**Set exercise:**
Copy each line of the records below word for word, but leave the pictures out of your copy.

---------- Input data ----------

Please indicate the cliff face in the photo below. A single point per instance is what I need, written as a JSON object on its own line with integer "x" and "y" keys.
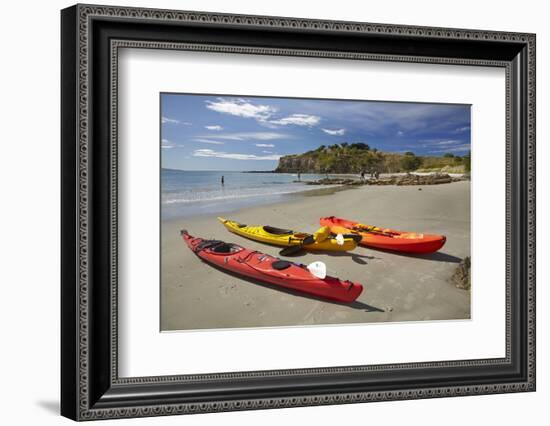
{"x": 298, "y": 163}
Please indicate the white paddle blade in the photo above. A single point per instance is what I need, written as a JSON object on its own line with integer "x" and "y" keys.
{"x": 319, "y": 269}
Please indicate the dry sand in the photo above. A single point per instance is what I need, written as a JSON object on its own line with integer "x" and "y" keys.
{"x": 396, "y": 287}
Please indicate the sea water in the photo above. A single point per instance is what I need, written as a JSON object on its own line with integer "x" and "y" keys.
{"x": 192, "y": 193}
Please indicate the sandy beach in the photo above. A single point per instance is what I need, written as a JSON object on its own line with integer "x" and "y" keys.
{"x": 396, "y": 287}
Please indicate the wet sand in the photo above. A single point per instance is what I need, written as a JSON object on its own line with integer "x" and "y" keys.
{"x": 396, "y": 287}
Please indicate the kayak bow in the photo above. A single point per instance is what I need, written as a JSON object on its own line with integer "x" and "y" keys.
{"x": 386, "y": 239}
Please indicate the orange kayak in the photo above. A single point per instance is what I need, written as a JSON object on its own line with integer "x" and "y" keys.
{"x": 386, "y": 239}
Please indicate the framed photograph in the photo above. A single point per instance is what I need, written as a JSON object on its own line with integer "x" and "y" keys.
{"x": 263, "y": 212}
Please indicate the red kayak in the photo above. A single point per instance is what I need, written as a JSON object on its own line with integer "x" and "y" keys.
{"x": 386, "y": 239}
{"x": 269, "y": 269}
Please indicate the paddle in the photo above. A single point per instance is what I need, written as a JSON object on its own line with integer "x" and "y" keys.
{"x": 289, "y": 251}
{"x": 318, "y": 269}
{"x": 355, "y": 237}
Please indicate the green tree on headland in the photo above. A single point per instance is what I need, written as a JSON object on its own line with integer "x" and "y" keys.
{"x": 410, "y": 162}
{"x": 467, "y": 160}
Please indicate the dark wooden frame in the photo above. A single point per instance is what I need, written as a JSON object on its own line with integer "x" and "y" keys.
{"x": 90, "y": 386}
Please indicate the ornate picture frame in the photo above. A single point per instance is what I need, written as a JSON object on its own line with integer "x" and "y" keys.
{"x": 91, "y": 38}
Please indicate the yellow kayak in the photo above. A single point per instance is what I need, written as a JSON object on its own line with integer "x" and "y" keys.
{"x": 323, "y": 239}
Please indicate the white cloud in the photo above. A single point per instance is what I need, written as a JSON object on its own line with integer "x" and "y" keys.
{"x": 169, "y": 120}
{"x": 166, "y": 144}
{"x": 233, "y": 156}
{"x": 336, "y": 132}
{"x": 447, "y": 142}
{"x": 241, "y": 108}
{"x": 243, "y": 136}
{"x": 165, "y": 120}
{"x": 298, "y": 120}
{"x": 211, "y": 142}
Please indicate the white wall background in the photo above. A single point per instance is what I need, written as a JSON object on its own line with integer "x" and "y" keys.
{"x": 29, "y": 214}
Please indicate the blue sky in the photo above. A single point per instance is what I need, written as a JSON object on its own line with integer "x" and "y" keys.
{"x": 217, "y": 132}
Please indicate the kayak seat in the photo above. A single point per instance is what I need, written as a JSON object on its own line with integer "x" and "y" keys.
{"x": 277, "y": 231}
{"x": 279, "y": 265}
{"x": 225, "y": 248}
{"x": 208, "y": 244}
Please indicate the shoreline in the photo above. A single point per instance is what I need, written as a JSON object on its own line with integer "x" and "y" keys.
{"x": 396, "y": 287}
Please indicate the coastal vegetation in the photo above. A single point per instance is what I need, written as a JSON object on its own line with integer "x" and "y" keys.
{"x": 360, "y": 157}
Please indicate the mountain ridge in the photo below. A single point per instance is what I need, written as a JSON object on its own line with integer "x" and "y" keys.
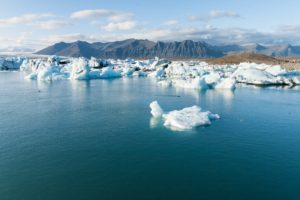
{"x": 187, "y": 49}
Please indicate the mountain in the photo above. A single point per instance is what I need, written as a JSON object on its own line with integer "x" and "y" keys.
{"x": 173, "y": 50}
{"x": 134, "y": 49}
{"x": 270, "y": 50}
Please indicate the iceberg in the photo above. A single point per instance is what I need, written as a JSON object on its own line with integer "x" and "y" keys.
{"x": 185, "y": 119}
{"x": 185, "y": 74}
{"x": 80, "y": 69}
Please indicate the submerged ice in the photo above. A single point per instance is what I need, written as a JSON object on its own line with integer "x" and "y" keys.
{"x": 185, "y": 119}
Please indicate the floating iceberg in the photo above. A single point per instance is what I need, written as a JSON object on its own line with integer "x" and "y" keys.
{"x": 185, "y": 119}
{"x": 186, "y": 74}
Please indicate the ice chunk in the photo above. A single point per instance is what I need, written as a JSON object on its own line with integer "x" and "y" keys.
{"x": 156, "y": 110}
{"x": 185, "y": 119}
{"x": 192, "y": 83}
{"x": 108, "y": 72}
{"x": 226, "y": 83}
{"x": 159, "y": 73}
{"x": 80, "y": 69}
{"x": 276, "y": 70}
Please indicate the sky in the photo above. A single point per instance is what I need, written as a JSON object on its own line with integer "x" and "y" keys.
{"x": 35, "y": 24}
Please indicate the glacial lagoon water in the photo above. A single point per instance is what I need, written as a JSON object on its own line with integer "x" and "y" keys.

----------

**Answer in full:**
Please indicate the cliff face in the photo below. A single point per instance is what I need, written as a JSON object on its own line with integer "x" and "y" keys.
{"x": 298, "y": 163}
Please indicate the white paddle blade in the photo above. A single point per instance is what I need, written as a JSON object on its own line with integer "x" and "y" keys.
{"x": 319, "y": 269}
Please indicate the dry sand in the photo above. A single point per instance is what I need, written as a JSON object on its own line with integer "x" and "y" keys.
{"x": 396, "y": 287}
Please indicate the sea water in the photo above. A single point per instance is what I need, written as a JSON object on its own line with integer "x" and "y" keys.
{"x": 192, "y": 193}
Please indicate the sandy beach in the photo above. A single point per instance is what I need, written as a JSON object on its own line with integer "x" and "y" keys.
{"x": 396, "y": 287}
Please indicate the wet sand in the photo above. A single point per instance is what I need, written as a JSON object on its own line with integer "x" and "y" keys.
{"x": 396, "y": 287}
Please indicate the kayak bow in the photo above. A single point per instance is what I need, written as a JSON object on its own line with integer "x" and "y" keys.
{"x": 386, "y": 239}
Please indicate the orange kayak in the photo above. A single point per instance is what I need, written as a JSON object on its own line with integer "x" and "y" keys.
{"x": 386, "y": 239}
Please indicate the framed photograph in the photo above. A single point per instance is what I need, written as a JSON object on its own line with integer "x" and "y" keys.
{"x": 263, "y": 212}
Please indicate the red kayak in the photo above. A single point per instance is what I need, written as a JSON object on its own line with integer "x" and "y" keys.
{"x": 386, "y": 239}
{"x": 269, "y": 269}
Please indicate the paddle in the photo above. A single point per instance is what I need, written as a JSON object on its own line with integer "x" and "y" keys.
{"x": 289, "y": 251}
{"x": 318, "y": 269}
{"x": 355, "y": 237}
Please indicate the green tree on headland in the photo above. A single point per instance is what I need, written as a JSON object on its own line with integer "x" and "y" keys.
{"x": 410, "y": 162}
{"x": 467, "y": 160}
Please indicate the dark wooden frame in the photo above. A single point per instance is what I need, written as a JSON object on its own line with integer "x" and "y" keys.
{"x": 90, "y": 386}
Please indicate the ornate picture frame in the photo above. A single point per instance is what I need, written as a JSON object on its own line with integer "x" and "y" keys.
{"x": 91, "y": 38}
Please indicate the yellow kayak in the photo above. A single point per instance is what I need, written as a JSON object on its own line with integer "x" and "y" keys.
{"x": 323, "y": 239}
Please indicate the white cloud in the photo above. A single point per instance is what I need, written as a JSON object on its own line with integer "x" and "y" keys.
{"x": 169, "y": 120}
{"x": 166, "y": 144}
{"x": 233, "y": 156}
{"x": 336, "y": 132}
{"x": 447, "y": 142}
{"x": 241, "y": 108}
{"x": 243, "y": 136}
{"x": 165, "y": 120}
{"x": 298, "y": 120}
{"x": 211, "y": 142}
Please indicate the white wall background in the photo above. A single point per instance is what I need, written as a JSON object on its own line with integer "x" and "y" keys.
{"x": 29, "y": 214}
Please indicate the blue sky in the photo above. A single point per instance is what I need, written as a JSON object on its own line with integer "x" and "y" keys.
{"x": 217, "y": 132}
Please indicate the kayak seat in the photo above. A single point per instance is what I need, written as a JSON object on its own line with integer "x" and "y" keys.
{"x": 277, "y": 231}
{"x": 279, "y": 265}
{"x": 225, "y": 248}
{"x": 208, "y": 244}
Please indicate the shoreline in the photo above. A single point per instance is what I need, written as a JSON object on its own line with integer "x" and "y" keys.
{"x": 396, "y": 287}
Please indicate the coastal vegetation in the photo above. A single point per instance is what I need, written as a JSON object on its own line with integer "x" and "y" keys.
{"x": 360, "y": 157}
Please indicate the mountain ridge in the photo below. A single point per instance is what I need, written as a JSON object on its own line with integer "x" and "y" keys.
{"x": 187, "y": 49}
Please indicate the mountain in the photo above. A single point per instance is what I need, written as a JSON object on its own line with integer "x" and "y" keys.
{"x": 173, "y": 50}
{"x": 134, "y": 49}
{"x": 270, "y": 50}
Please indicate the iceberg in the photo above. A single point per instance is what I need, written as a JSON object on its own line with integer "x" and "y" keys.
{"x": 185, "y": 119}
{"x": 185, "y": 74}
{"x": 80, "y": 69}
Please indicate the submerged ice in the photo above. A single point per instance is what I need, written as a JSON object on its own line with integer "x" and "y" keys.
{"x": 185, "y": 119}
Please indicate the floating iceberg in the photo above. A single point per instance is what I need, written as a JSON object on its own line with integer "x" and "y" keys.
{"x": 185, "y": 119}
{"x": 186, "y": 74}
Please indicate the ice chunk in the photo above. A single point per instance is what I need, written as a JSON object on its own line with integer "x" and "y" keys.
{"x": 156, "y": 110}
{"x": 185, "y": 119}
{"x": 192, "y": 83}
{"x": 108, "y": 72}
{"x": 226, "y": 83}
{"x": 159, "y": 73}
{"x": 80, "y": 69}
{"x": 276, "y": 70}
Please indicate the sky in the photo above. A single point per instance is what I need, written as a JSON object on its own line with integer "x" and "y" keys.
{"x": 35, "y": 24}
Please indicate the glacial lagoon water in the photo above. A single point per instance is what I need, written as a JSON object on its own line with integer "x" and "y" keys.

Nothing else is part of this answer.